Work order: In the review below titled "Blatant Nepotism & Bias," whom did Matt Stuart choose as his "Jurors Pick"?

Extract to read:
So ignorant I just don’t know where to start. Where did they find this reviewer?

7 August 2023
Unprompted review
Rated 1 out of 5 stars

Blatant Nepotism & Bias

I'm posting this because after the results of the 2022 Street Photography Competition I couldn't believe the blatant BIAS and NEPOTISM in the competition. I don't want to take the flowers away from the winners/finalist, but unfortunately what I'm saying might do this.

The problem with the 2022 competition is the Judges. Two of the judges, Matt Stuart and Melissa O’Shaughnessy, are members of UP, an international, non-profit collective of 25 photographers. It also sells books, art work, and has a decent following of over 50k followers on instagram. Matt Stuarts "Jurors Pick" for the competition was coincidentally another member of the UP Collective named ÉLÉONORE SIMON. Now, here's one of the problems... because this is a PAID competition where photographer's around the world PAY 20-60 dollars EACH for the chance to win prize money, gallery showings, and notoriety, there should be some definitive boundaries of who can and cannot enter the competition. In this case UP Collective and its members benefit from all of these things.

Secondly, and this might just be a very strange coincidence, is that some of the winners were also featured on UP's website. In the INTERVIEW tab of the UP website I started seeing some of the winners/jurrors picks. Argus Paul Estabrook, Maude Bardet, and Reuben Radding just to list a few. These interview were posted BEFORE the completion, and serve as a direct link to the the judges.

The truth of entering these competitions is you're never going to win. Obviously the judges had people in mind before the competition was release. For Matt Stuart, who I love as a photographer mind you, to clearly pick someone who not only brings more publicity and notoriety to his organization is completely unacceptable, and shameful to the street photography community.

Entries provided:
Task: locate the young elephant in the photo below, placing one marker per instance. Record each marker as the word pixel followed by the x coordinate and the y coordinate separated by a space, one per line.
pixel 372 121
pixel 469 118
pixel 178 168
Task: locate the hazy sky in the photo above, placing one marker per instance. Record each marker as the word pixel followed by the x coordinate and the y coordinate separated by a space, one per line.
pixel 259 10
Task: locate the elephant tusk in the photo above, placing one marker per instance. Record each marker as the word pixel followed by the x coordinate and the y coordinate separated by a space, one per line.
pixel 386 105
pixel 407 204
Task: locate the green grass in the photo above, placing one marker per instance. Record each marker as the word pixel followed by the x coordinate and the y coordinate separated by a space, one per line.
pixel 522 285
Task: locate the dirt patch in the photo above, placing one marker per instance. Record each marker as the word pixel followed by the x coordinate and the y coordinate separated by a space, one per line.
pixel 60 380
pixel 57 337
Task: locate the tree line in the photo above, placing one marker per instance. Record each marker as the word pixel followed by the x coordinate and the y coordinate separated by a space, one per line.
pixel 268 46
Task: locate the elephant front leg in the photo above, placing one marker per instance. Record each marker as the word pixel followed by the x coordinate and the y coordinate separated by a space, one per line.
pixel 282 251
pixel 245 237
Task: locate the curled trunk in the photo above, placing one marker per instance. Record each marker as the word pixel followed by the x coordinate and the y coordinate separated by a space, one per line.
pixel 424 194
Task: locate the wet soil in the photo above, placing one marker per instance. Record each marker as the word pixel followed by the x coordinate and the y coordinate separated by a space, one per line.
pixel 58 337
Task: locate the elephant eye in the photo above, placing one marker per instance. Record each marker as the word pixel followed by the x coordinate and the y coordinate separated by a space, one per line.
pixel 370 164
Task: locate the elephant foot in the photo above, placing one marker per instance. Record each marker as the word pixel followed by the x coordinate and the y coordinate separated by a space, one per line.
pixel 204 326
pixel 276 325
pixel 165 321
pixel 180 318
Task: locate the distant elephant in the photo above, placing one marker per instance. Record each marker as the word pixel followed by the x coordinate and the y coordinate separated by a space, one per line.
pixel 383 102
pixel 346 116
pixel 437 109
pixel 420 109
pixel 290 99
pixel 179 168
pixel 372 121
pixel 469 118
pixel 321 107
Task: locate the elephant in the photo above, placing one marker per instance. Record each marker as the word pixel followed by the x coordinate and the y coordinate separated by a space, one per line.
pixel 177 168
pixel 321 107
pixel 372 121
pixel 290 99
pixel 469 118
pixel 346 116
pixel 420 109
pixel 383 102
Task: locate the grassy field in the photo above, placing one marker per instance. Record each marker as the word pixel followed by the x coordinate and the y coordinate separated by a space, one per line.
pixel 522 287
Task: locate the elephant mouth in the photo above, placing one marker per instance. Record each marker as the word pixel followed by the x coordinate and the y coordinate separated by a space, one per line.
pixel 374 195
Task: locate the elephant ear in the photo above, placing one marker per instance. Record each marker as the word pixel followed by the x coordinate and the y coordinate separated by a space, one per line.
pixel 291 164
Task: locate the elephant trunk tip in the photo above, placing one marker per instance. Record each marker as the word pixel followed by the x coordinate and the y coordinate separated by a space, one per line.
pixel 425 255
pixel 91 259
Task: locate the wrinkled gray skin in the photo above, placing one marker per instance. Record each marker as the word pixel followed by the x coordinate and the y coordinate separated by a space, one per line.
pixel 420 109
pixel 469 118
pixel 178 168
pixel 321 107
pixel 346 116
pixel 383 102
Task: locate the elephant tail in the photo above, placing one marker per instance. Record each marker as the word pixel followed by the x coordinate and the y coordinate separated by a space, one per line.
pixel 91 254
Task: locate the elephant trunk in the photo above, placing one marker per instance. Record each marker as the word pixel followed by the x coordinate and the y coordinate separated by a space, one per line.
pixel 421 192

Answer space: ÉLÉONORE SIMON, another member of the UP Collective.